◆ **AUFGABEN**
A – Gib bitte aus dem Text über das Bürogebäude den Abschnitt zwischen „Das Ziegelmaß bestimmt“ und „Größe der Räume.“ wörtlich wieder, beide Stellen eingeschlossen.
B – Beantworte zum Text über das Bürogebäude folgende Fragen:
(i) Wie tief ist die Hülle entworfen?
(ii) Welchen U-Wert hat die Außenwand?
(iii) Welchen Anteil des obersten Geschosses nimmt die Dachterrasse ein?

◆ **AUSGEWÄHLTER TEXT**
Mit den schmalen, vertikalen Öffnungen spricht das Gebäude die Sprache zeitgenössischer Architektur. Tief sitzen die Fenster in der Fassade, so dass der Betrachter zunächst dunkle Innenräume vermutet. Überraschenderweise sind die Büroräume und auch die innen angeordnete Treppe erstaunlich hell. Das erreichen die Architekten, indem sie einen Luftraum neben der Treppe anordnen, der sich über drei Etagen erstreckt. Ein Drittel des obersten Geschosses nimmt eine Dachterrasse ein. Die Architekten führen dort die Lochfassade konsequent weiter, so dass es vereinzelte Ausblicke gibt und das Erscheinungsbild des Gebäudes gewahrt bleibt.
Das Ziegelmaß bestimmt die Gestaltung: die Breite der Öffnungen, die Anordnungen der Stützen sowie der Trockenbauwände und diese Vorgabe wiederum die Größe der Räume.
Zurück zu den Anfängen des Bauens
„Back to the roots“, nennt Kriete die Entscheidung, auf eine Dämmung zu verzichten. Und stattdessen die Hülle 75 cm tief zu entwerfen. Dass sie ungedämmt ebenso eine konstante Temperatur im Innenraum hält wie ein gedämmtes Mauerwerk, wies der Fachplaner mit einer thermischen Simulation nach. Der U-Wert der Außenwand beträgt 0,14 W/m²K.
Hauer Architekten hatten bereits Erfahrung im Umgang mit tiefen Fassaden gesammelt. Den Hochbunker in der Bielefelder Innenstadt bauten sie in Wohnungen um. „Die 2 m Stahlbetonwände ließen die Raumtemperatur nie unter 11 bis 12 °C fallen“, sagt Kriete. Stahlbeton und Mauerwerk sind sich bauphysikalisch nicht ähnlich. Die Architekten wussten dennoch, dicke Wände halten eine konstante Raumtemperatur. Mauerwerk hat eine geringere Strahlungskälte als Stahlbeton, die Oberflächentemperatur ist somit höher, was sich positiv auf die Raumtemperatur auswirkt.

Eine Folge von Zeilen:
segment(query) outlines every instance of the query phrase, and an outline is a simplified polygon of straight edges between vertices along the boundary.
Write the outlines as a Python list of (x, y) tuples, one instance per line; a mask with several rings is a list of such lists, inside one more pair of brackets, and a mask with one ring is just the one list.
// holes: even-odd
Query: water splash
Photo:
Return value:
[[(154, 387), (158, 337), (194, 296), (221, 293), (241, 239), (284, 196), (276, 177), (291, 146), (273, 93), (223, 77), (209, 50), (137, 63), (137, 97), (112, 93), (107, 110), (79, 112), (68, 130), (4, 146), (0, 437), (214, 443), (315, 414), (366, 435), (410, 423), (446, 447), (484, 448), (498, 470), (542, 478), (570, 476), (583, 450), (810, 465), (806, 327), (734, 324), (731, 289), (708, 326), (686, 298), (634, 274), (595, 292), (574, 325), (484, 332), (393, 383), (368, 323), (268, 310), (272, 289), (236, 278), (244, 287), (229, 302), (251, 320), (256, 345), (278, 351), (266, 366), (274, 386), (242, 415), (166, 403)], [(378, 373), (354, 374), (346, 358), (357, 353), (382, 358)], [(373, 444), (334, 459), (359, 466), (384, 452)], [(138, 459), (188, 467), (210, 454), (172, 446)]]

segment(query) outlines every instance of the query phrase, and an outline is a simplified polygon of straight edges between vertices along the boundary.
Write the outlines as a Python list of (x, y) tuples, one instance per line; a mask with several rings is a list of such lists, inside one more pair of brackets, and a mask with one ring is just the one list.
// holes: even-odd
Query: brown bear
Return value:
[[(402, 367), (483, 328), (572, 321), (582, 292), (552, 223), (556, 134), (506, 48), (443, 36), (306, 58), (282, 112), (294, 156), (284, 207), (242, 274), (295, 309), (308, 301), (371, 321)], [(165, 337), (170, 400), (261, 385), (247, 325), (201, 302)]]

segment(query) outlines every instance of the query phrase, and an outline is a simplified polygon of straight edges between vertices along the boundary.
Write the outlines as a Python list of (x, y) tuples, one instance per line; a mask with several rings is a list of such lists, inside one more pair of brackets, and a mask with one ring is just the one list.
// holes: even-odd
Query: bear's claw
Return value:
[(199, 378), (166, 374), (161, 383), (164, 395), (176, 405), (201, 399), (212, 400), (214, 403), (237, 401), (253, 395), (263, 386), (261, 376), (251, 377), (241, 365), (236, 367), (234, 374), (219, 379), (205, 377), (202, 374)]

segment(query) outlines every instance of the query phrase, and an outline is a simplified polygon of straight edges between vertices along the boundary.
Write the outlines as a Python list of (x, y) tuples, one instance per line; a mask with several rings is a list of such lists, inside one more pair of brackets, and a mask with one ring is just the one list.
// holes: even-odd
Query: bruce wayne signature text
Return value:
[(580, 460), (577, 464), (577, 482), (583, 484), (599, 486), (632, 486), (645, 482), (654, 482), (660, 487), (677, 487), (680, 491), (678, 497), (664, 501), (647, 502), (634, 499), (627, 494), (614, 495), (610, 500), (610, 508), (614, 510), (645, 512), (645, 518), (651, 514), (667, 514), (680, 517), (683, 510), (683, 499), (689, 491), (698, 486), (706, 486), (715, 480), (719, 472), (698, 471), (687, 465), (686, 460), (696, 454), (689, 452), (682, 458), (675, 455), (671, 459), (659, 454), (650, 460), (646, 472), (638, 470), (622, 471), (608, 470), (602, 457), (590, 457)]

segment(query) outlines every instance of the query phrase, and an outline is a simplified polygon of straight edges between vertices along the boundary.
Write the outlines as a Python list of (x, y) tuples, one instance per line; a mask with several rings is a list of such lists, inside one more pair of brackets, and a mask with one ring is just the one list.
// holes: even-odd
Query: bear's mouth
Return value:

◆ **LÖSUNGEN**
A –
Das Ziegelmaß bestimmt die Gestaltung: die Breite der Öffnungen, die Anordnungen der Stützen sowie der Trockenbauwände und diese Vorgabe wiederum die Größe der Räume.

B –
(i) 75 cm
(ii) 0,14 W/m²K
(iii) Ein Drittel